▶ Set of tasks:
#1 Reproduce the passage of the tenor guitar thread starting at "Tenor banjo, by" and ending at "one might think.", substituting "wonderful" for "marvelous".
#2 State how many lines of the rows contain the string "green", counting case as significant, and give only the number.

▶ Source document:
:::

As far as classical music on tenor is concerned, I've spent many an hour over the last year or so working on the Bach D Minor Partita on mandolin - but I can't imagine being able to manage large sections of it on a tenor scale length. Even on viola the chordal parts are too much for me, although I'm assured more talented (or perhaps just larger handed!) violists can turn in a decent version. 

Although thinking about it, a tenor in EBGD tuning would be great for Renaissance guitar music...

----------


## Martin Jonas

> Ah, this is way too friendly a place for negative comments! 
> 
> Although thinking about it, a tenor in EBGD tuning would be great for Renaissance guitar music...


Speaking of renaissance music on tenor guitar, I tried this 16th century keyboard piece (The Short Mesure Off My Lady Wynkfylds Rownde)a while ago -- works just fine on the reso tenor in GDAE:



Martin

----------


## Will Morgan

Tenor banjo, by Jason Romero, tuned GDAE
Tenor guitar, by Jayson Bowerman, tuned GDAD
I use both for Irish trad, primarily. I hesitate to call the guitar a tenor, as it has a full size
guitar body and a scale length of a little over 24'. It is a marvelous instrument for accompaniment, bouzouki style,
and playing melody lines is not as confusing as one might think.

:::

▶ Records from a data source:
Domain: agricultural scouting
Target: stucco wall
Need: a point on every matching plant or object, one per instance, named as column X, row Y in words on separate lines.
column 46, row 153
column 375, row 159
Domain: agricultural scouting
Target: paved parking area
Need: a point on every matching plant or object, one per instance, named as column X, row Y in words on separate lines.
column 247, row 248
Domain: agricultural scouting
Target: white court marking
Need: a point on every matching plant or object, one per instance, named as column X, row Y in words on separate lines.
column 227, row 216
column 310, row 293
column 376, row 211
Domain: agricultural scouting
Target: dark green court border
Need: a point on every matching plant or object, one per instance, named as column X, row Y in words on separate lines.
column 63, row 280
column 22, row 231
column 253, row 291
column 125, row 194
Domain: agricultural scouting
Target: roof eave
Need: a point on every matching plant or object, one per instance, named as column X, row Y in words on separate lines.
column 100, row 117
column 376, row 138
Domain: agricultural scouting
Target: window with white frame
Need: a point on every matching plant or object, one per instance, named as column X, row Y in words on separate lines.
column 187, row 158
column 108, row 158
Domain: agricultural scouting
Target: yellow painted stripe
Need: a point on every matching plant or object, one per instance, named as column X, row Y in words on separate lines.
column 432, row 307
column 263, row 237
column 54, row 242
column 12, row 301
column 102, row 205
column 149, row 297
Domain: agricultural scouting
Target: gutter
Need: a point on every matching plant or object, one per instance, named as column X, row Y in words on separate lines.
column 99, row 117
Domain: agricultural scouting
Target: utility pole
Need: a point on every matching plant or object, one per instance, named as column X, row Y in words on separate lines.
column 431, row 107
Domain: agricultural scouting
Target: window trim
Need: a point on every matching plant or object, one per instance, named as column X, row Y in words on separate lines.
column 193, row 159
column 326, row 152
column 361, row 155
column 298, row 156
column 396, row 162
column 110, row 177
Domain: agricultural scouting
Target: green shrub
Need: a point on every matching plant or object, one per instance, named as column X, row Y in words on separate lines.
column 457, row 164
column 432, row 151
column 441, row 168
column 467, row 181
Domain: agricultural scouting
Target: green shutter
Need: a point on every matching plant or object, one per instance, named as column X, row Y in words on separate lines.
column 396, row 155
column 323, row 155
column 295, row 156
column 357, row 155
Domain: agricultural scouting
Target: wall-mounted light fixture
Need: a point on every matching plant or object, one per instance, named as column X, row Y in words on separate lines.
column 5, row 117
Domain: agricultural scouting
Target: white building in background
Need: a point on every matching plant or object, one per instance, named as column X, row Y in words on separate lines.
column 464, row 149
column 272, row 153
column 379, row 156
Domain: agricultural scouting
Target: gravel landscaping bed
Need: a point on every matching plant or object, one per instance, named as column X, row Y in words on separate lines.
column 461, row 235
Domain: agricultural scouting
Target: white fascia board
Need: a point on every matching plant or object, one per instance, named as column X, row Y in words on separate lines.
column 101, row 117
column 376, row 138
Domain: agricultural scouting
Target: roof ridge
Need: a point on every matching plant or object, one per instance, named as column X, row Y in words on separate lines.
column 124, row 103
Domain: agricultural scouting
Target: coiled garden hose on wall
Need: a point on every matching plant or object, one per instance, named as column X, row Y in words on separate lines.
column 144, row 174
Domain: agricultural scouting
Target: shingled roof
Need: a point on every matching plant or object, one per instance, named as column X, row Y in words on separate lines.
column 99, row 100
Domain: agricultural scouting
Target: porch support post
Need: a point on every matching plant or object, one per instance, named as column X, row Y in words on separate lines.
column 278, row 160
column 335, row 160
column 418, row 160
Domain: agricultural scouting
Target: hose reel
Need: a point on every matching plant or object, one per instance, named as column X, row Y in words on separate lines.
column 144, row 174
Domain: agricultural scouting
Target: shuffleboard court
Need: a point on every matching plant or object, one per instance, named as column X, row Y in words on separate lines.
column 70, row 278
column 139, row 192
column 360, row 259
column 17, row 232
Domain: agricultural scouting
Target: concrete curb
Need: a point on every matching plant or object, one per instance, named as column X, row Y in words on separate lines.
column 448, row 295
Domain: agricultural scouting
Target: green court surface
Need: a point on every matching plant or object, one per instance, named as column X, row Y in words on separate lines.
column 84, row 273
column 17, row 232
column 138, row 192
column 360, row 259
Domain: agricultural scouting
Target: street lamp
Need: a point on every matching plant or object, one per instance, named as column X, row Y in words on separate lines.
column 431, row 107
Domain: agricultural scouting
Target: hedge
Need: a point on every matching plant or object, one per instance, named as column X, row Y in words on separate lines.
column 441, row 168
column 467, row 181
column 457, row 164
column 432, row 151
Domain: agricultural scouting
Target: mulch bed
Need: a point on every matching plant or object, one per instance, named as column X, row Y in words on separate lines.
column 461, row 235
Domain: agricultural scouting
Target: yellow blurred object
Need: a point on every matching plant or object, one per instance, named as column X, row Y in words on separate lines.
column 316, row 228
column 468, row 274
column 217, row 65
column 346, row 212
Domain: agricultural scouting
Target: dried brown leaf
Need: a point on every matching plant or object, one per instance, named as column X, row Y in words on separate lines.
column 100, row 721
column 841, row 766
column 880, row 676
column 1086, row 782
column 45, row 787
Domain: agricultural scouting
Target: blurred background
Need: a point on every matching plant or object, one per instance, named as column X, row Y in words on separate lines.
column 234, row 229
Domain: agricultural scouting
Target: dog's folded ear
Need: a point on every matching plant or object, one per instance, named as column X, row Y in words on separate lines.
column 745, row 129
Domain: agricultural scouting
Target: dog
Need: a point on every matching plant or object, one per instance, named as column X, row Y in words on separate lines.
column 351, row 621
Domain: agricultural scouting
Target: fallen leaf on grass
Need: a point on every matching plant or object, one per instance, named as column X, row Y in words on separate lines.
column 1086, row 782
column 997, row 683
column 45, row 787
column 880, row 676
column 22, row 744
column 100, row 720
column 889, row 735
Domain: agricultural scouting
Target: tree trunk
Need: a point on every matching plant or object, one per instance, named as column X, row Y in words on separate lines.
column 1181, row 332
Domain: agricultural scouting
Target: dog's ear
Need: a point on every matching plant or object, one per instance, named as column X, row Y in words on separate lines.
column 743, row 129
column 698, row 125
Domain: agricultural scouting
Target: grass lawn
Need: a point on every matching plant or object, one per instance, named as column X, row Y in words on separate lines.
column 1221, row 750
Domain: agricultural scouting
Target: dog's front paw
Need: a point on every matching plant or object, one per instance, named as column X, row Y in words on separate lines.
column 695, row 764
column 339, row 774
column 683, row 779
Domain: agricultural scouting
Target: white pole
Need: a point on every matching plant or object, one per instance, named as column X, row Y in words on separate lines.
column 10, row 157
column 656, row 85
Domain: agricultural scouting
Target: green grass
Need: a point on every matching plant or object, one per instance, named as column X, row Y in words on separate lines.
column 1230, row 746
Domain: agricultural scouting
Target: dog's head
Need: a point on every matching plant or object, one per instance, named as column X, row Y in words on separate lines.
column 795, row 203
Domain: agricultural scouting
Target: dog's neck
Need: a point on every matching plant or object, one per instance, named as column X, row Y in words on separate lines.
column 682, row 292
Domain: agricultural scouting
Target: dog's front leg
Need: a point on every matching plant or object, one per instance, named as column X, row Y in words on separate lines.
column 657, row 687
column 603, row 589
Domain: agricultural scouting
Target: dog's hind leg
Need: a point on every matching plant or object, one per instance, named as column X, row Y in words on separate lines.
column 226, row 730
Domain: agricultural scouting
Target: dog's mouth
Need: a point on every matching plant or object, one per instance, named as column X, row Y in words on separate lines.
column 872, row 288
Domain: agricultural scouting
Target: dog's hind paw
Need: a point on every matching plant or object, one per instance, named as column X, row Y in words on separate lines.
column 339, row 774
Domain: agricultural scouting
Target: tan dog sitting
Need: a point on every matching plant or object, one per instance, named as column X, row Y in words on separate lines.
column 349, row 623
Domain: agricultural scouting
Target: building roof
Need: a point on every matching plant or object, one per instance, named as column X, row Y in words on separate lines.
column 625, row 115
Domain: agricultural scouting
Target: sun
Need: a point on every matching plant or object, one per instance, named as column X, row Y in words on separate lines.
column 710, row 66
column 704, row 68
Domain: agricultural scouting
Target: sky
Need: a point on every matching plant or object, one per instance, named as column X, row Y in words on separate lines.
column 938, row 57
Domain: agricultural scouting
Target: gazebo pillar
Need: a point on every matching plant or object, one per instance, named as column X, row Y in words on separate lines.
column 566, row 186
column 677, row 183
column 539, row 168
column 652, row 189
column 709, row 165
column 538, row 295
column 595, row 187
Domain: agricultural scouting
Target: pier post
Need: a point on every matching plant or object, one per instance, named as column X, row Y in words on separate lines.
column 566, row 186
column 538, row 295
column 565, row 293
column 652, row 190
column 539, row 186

:::

▶ The solutions:
#1
Tenor banjo, by Jason Romero, tuned GDAE
Tenor guitar, by Jayson Bowerman, tuned GDAD
I use both for Irish trad, primarily. I hesitate to call the guitar a tenor, as it has a full size
guitar body and a scale length of a little over 24'. It is a wonderful instrument for accompaniment, bouzouki style,
and playing melody lines is not as confusing as one might think.

#2 5